**УСЛОВИЕ ЗАДАНИЯ**
Пожалуйста, скопируйте дословно фрагмент текста о фильме Витаутаса Жалакявичюса от «1966, Литовская к/ст.» до «Прокат 22,8 млн человек.».

===== ИСХОДНЫЙ ТЕКСТ =====

1966, Литовская к/ст. Реж. Витаутас Жалакявичюс. В ролях Донатас Банионис (Вайткус, дубл. А. Демьяненко), Бруно Оя (Бронюс), Регимантас Адомайтис (Донатас), Альгимантас Масюлис (Миколас), Юозас Будрайтис (Йонас), Вия Артмане (Она), Лаймонас Норейка (Домовой). Прокат 22,8 млн человек.

Постановщики национальных вестернов чаще всего копируют оригинал — в пластике перестрелок, походке героев, обращении с лошадьми, паровозами и пугливыми аграриями. Витаутас Жалакявичюс в 66-м снял главную литовскую картину, в которой было даже трудно угадать дальнезападный первоисточник. Несмотря на обычный метраж — 106 минут, это была подлинная балтийская сага, семейное предание, лесная быль об отце, сыновьях и маленькой гражданской войне. Сказ о жизни литвинской деревни между смертью пятого и шестого председателей сельсовета — с песнями, свечой, похоронами, крестинами, сватовством, супружеской изменой, гибелью девятерых местных и полутора десятков пришлых, с одним помолом зерна, одной просушкой свежетканого полотна и одним кроликом в капусте. С прологом — последним часом старого Локиса (Медведя) — Отца, Которого Убили; эпилогом — людьми, впервые вставшими в рост в кузове едущего лесом грузовика; с местными резными божками под прибитой к дереву скворечней, трижды являющейся внимательному глазу. Первый из литовских режиссеров обмял, приспособил жанр под страну валунов и хвои, как те тряские лошаденки, запряженные в разбитый тяжелым боем «Форд» — отказавшее в неспешном нямунасском крае чудо заморской цивилизации.

===== ДАННЫЕ =====

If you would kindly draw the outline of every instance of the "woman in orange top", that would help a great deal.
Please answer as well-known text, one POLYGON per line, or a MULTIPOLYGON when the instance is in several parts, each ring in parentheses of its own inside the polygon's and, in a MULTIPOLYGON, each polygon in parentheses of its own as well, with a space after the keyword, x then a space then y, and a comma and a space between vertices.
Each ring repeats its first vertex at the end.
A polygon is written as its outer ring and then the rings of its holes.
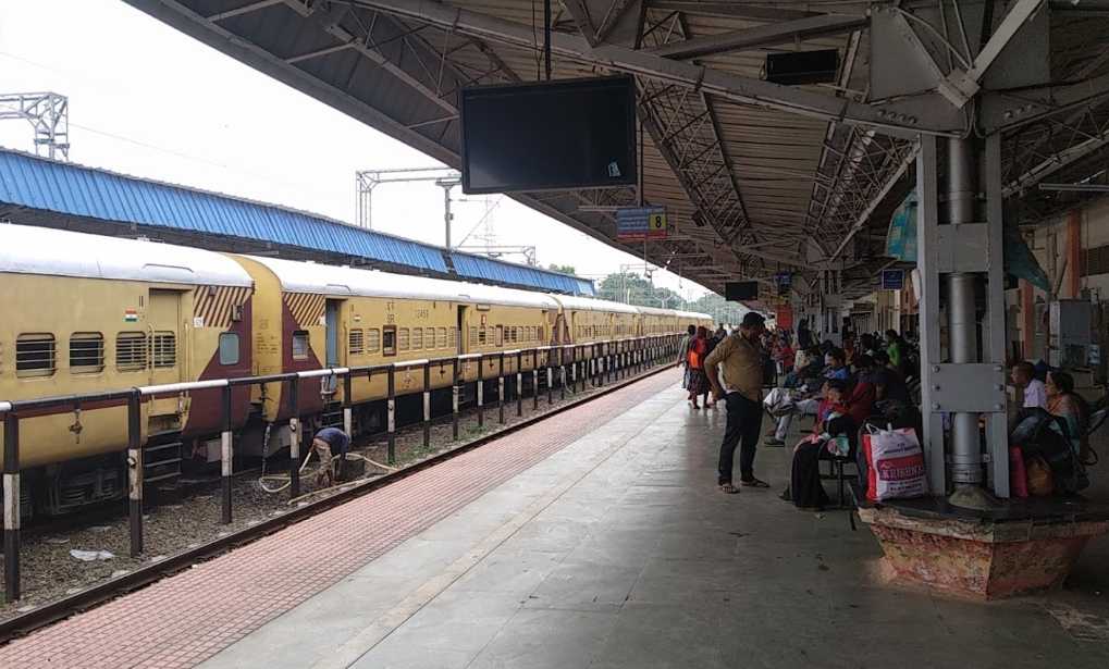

=====

**ОТВЕТ К ЗАДАНИЮ**
1966, Литовская к/ст. Реж. Витаутас Жалакявичюс. В ролях Донатас Банионис (Вайткус, дубл. А. Демьяненко), Бруно Оя (Бронюс), Регимантас Адомайтис (Донатас), Альгимантас Масюлис (Миколас), Юозас Будрайтис (Йонас), Вия Артмане (Она), Лаймонас Норейка (Домовой). Прокат 22,8 млн человек.